Task to carry out: Reproduce every line of the data below verbatim, keeping the order and wording unchanged.
########
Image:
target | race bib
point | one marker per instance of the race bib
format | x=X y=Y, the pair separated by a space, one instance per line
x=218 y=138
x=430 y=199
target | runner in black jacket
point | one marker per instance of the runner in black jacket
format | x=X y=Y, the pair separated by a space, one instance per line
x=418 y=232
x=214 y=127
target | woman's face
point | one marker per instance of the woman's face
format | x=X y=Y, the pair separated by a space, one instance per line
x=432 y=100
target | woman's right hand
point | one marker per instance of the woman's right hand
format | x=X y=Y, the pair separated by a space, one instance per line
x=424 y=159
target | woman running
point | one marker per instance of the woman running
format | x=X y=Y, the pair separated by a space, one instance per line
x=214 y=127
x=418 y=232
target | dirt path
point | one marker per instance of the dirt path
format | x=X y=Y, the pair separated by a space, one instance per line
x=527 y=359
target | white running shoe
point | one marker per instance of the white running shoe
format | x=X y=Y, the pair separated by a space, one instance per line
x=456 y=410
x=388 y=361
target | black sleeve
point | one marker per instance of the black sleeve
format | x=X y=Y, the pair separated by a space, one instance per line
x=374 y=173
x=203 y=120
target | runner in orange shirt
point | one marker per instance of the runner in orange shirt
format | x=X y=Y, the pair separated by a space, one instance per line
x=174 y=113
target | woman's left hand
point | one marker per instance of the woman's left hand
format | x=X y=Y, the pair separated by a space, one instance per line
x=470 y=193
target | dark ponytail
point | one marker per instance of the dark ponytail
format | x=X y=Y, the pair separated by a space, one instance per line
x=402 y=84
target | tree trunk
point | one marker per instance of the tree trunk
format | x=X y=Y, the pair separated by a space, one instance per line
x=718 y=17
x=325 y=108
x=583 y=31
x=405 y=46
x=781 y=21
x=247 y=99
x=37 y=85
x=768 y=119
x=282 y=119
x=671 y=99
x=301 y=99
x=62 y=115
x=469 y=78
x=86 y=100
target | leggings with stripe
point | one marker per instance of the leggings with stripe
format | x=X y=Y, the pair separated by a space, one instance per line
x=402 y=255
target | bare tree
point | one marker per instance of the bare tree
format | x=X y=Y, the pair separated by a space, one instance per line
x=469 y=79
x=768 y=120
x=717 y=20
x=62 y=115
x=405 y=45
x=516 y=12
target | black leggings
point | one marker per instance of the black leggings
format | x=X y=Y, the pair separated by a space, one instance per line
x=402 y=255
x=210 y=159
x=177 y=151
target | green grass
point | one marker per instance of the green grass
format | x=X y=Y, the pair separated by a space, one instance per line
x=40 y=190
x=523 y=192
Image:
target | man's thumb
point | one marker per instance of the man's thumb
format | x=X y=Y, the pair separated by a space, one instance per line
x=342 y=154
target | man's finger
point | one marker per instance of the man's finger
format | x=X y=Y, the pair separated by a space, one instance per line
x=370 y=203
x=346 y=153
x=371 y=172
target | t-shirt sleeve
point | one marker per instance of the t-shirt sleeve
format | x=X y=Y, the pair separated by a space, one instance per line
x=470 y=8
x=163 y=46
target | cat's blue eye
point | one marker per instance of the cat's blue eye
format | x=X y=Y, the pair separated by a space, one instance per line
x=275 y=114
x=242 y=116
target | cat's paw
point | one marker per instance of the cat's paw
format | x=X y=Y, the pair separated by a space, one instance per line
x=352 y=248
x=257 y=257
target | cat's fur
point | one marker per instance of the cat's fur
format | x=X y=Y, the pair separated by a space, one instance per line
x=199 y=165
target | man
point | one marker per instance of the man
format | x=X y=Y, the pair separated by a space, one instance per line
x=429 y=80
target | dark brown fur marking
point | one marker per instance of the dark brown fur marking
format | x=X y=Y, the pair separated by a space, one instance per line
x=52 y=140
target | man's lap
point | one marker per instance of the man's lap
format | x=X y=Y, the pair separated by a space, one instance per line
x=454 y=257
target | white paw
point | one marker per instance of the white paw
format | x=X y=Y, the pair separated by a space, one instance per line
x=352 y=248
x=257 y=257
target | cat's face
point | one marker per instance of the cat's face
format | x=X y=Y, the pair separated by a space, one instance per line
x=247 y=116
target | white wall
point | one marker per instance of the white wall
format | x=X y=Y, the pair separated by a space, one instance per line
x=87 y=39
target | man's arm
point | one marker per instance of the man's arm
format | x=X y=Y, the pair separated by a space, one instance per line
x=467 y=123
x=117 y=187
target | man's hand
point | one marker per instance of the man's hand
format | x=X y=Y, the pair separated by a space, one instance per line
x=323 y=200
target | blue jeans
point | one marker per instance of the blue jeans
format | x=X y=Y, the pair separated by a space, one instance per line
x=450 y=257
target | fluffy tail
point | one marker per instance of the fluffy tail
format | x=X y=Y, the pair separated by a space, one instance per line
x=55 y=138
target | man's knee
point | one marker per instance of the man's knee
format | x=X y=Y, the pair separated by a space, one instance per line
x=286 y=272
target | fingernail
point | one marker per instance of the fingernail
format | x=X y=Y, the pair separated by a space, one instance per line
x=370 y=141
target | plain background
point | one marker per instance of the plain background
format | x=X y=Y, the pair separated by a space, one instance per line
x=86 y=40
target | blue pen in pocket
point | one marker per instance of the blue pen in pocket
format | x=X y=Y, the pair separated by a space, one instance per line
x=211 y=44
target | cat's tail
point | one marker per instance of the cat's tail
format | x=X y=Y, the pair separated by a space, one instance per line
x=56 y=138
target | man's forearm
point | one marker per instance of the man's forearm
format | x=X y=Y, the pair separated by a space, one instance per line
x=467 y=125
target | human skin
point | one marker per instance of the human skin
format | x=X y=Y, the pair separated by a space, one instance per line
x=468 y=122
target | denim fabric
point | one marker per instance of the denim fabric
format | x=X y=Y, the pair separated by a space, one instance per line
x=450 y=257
########
Task answer:
Image:
target | race bib
point | one marker per instance of the race bib
format | x=X y=Y, the pair separated by a space, one instance per line
x=218 y=138
x=430 y=199
target | runner in black jacket
point | one marker per instance of the runner in black jacket
format | x=X y=Y, the pair separated by a space, one instance per line
x=418 y=232
x=214 y=127
target | woman's face
point | one marker per instance of the woman's face
format | x=X y=Y, the pair separated by a space, one instance per line
x=432 y=100
target | woman's right hand
point | one marker per instance of the woman's right hand
format | x=X y=Y, the pair separated by a space, one instance per line
x=424 y=159
target | woman running
point | one marker per instance of the woman running
format | x=X y=Y, the pair separated by a space, one instance per line
x=214 y=127
x=418 y=232
target | dirt path
point | one marker per instance of the dirt path
format | x=X y=Y, the pair separated by a space, one instance per line
x=527 y=359
target | white running shoe
point | one marker per instance of the white running shoe
format | x=X y=Y, the pair separated by a space, one instance per line
x=456 y=410
x=388 y=361
target | black sleeve
point | one marker per instance of the black sleeve
format | x=X y=Y, the pair separated by a space, one instance per line
x=374 y=173
x=203 y=120
target | runner in orange shirt
point | one marker per instance of the runner in orange shirt
format | x=X y=Y, the pair separated by a space, one instance per line
x=174 y=113
target | woman's left hand
point | one marker per instance of the woman's left hand
format | x=X y=Y, the pair separated by a space, one instance per line
x=470 y=193
target | dark ponytail
point | one marker per instance of the dark ponytail
format | x=X y=Y, the pair separated by a space, one instance per line
x=402 y=84
target | tree trunk
point | one marker per instance of the tree trunk
format | x=X y=Y, the pair separated by a space, one instance per line
x=718 y=17
x=325 y=108
x=583 y=31
x=405 y=46
x=781 y=21
x=247 y=99
x=37 y=85
x=768 y=119
x=282 y=119
x=671 y=99
x=301 y=99
x=62 y=115
x=469 y=78
x=86 y=100
target | leggings with stripe
point | one marker per instance of the leggings with stripe
format | x=X y=Y, the pair separated by a space, one instance per line
x=402 y=255
target | bare tree
point | one marker per instance of the bare tree
format | x=X y=Y, the pair separated by a space, one instance per line
x=469 y=79
x=768 y=120
x=717 y=20
x=62 y=115
x=405 y=45
x=516 y=12
target | black leggings
point | one marker per instance of the black leggings
format | x=X y=Y, the pair separated by a space, one instance per line
x=402 y=255
x=210 y=159
x=177 y=151
target | green grass
point | one marker per instance of the green grass
format | x=X y=Y, the pair separated by a space, one instance per line
x=40 y=190
x=523 y=192
Image:
target | man's thumb
point | one marker per instance of the man's thumb
format | x=X y=Y, the pair separated by a space, one instance per line
x=342 y=154
target | man's finger
point | one marker per instance of the man's finger
format | x=X y=Y, the pair separated by a space, one instance per line
x=370 y=203
x=346 y=153
x=371 y=172
target | t-shirt sleeve
point | one marker per instance of the t-shirt sleeve
format | x=X y=Y, the pair separated by a space, one instance per line
x=470 y=8
x=163 y=46
target | cat's blue eye
point | one marker per instance of the cat's blue eye
format | x=X y=Y, the pair separated by a space, one instance per line
x=275 y=114
x=242 y=116
target | cat's paw
point | one marker per instance of the cat's paw
format | x=X y=Y, the pair separated by a space, one instance per line
x=352 y=248
x=257 y=257
target | cat's fur
point | one marker per instance of the cat's fur
format | x=X y=Y, the pair separated by a space, one instance per line
x=199 y=165
target | man
point | one marker per instance of the man
format | x=X y=Y, the pair separated by a space, one instance per line
x=429 y=80
target | dark brown fur marking
point | one marker per instance of the dark brown fur marking
format | x=X y=Y, the pair separated by a space, one instance per line
x=52 y=140
target | man's lap
point | one marker per instance of the man's lap
format | x=X y=Y, the pair separated by a space, one instance per line
x=454 y=257
target | white paw
point | one marker per instance of the white paw
format | x=X y=Y, the pair separated by a space, one instance per line
x=352 y=248
x=257 y=257
target | cat's face
point | one marker per instance of the cat's face
format | x=X y=Y, the pair separated by a space, one instance per line
x=247 y=116
target | white wall
point | one marker per instance of the white wall
format | x=X y=Y, the pair separated by a space, one instance per line
x=87 y=39
target | man's arm
point | one marker per instance of the man's arm
format | x=X y=Y, the pair separated by a space, one instance per line
x=467 y=123
x=117 y=187
target | man's hand
point | one marker per instance of the man's hand
format | x=X y=Y, the pair separated by a space, one instance per line
x=323 y=200
target | blue jeans
point | one marker per instance of the blue jeans
format | x=X y=Y, the pair separated by a space, one instance per line
x=450 y=257
target | fluffy tail
point | one marker per instance of the fluffy tail
format | x=X y=Y, the pair separated by a space, one instance per line
x=55 y=138
target | man's knee
point | one marker per instance of the man's knee
format | x=X y=Y, the pair separated by a space, one instance per line
x=286 y=272
target | fingernail
point | one marker per instance of the fingernail
format | x=X y=Y, the pair separated by a space, one instance per line
x=370 y=141
target | plain background
point | one marker per instance of the plain background
format | x=X y=Y, the pair separated by a space, one instance per line
x=86 y=40
target | blue pen in pocket
point | one marker per instance of the blue pen in pocket
format | x=X y=Y, the pair separated by a space, one instance per line
x=211 y=44
target | cat's tail
point | one marker per instance of the cat's tail
format | x=X y=Y, the pair separated by a space, one instance per line
x=56 y=138
target | man's forearm
point | one marker per instance of the man's forearm
format | x=X y=Y, the pair separated by a space, one instance per line
x=467 y=125
target | human skin
point | one marker per instance of the human skin
format | x=X y=Y, the pair separated by a space, one instance per line
x=468 y=122
target | denim fabric
point | one marker per instance of the denim fabric
format | x=X y=Y, the pair separated by a space, one instance per line
x=450 y=257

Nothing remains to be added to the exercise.